● Exercise A
Reproduce, word for word, the stretch from "Feature selection on" through "height = 5)" in the excerpt on plotting MCR against the number of features.

● Text extract

########

Feature selection on t-test even generates on average worse MCR (0.58) than expected by chance.

<<mcrPlot_RandomData, fig = FALSE, echo = TRUE, term = FALSE>>=
# plot MCR versus number of features
pdf(file = "./graphs/mcrPlot_nlcv_R.pdf", width = 10, height = 5)
  layout(matrix(1:4, ncol = 2), height = c(6, 1, 6, 1))
  mcrPlot_RF_R <- mcrPlot(nlcvRF_R, plot = TRUE, optimalDots = TRUE, layout = FALSE, main = 'RF selection')
  mcrPlot_TT_R <- mcrPlot(nlcvTT_R, plot = TRUE, optimalDots = TRUE, layout = FALSE, main = 'T selection')
  layout(1)
dev.off()

########

● Data provided
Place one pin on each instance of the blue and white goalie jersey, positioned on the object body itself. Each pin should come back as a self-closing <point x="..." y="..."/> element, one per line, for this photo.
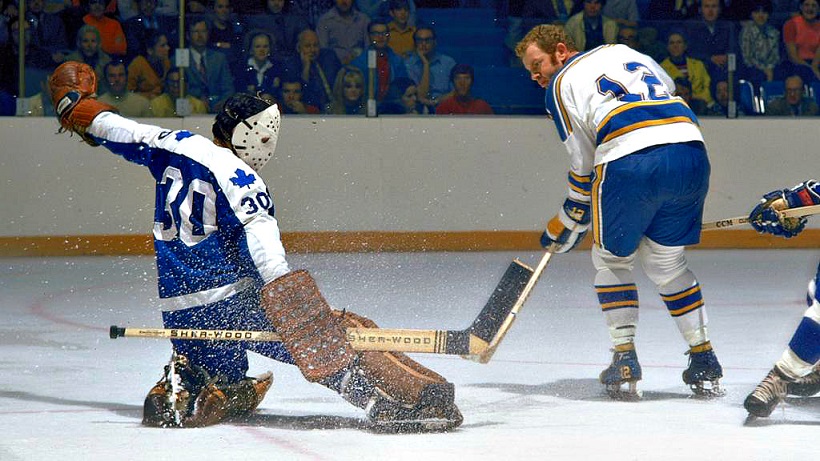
<point x="214" y="228"/>
<point x="613" y="101"/>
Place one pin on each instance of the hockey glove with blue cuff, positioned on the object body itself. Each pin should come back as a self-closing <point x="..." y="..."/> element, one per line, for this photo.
<point x="568" y="227"/>
<point x="765" y="219"/>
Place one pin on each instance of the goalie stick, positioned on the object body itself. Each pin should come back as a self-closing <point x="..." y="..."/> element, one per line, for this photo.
<point x="484" y="332"/>
<point x="798" y="212"/>
<point x="477" y="342"/>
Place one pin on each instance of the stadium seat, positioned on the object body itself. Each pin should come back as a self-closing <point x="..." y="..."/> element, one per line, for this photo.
<point x="509" y="90"/>
<point x="771" y="90"/>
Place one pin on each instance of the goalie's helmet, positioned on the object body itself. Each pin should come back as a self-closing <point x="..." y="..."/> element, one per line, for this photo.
<point x="250" y="125"/>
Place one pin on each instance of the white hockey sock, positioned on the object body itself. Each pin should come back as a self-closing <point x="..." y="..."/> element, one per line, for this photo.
<point x="618" y="296"/>
<point x="684" y="302"/>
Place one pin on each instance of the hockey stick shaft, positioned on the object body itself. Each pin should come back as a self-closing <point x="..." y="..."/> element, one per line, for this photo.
<point x="789" y="213"/>
<point x="362" y="339"/>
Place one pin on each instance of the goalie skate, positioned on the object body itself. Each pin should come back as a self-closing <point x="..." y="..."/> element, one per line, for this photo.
<point x="704" y="372"/>
<point x="806" y="386"/>
<point x="771" y="391"/>
<point x="624" y="371"/>
<point x="435" y="412"/>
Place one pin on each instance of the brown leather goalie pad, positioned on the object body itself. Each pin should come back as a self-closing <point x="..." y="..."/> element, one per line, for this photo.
<point x="393" y="373"/>
<point x="314" y="337"/>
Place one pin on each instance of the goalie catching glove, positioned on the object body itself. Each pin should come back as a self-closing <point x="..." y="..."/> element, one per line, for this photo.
<point x="567" y="228"/>
<point x="766" y="219"/>
<point x="73" y="88"/>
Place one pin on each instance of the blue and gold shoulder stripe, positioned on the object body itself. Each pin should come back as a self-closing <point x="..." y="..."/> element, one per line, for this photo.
<point x="641" y="114"/>
<point x="555" y="106"/>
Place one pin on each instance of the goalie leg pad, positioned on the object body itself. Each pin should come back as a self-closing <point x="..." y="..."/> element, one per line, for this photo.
<point x="311" y="333"/>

########

● Exercise B
Write out, word for word, the stretch of the records above from the line containing "Place one pin on each instance of the blue and gold" through the end of the records.

● Solution A
Feature selection on t-test even generates on average worse MCR (0.58) than expected by chance.

<<mcrPlot_RandomData, fig = FALSE, echo = TRUE, term = FALSE>>=
# plot MCR versus number of features
pdf(file = "./graphs/mcrPlot_nlcv_R.pdf", width = 10, height = 5)

● Solution B
Place one pin on each instance of the blue and gold shoulder stripe, positioned on the object body itself. Each pin should come back as a self-closing <point x="..." y="..."/> element, one per line, for this photo.
<point x="641" y="114"/>
<point x="555" y="106"/>
Place one pin on each instance of the goalie leg pad, positioned on the object body itself. Each pin should come back as a self-closing <point x="..." y="..."/> element, one per line, for this photo.
<point x="311" y="333"/>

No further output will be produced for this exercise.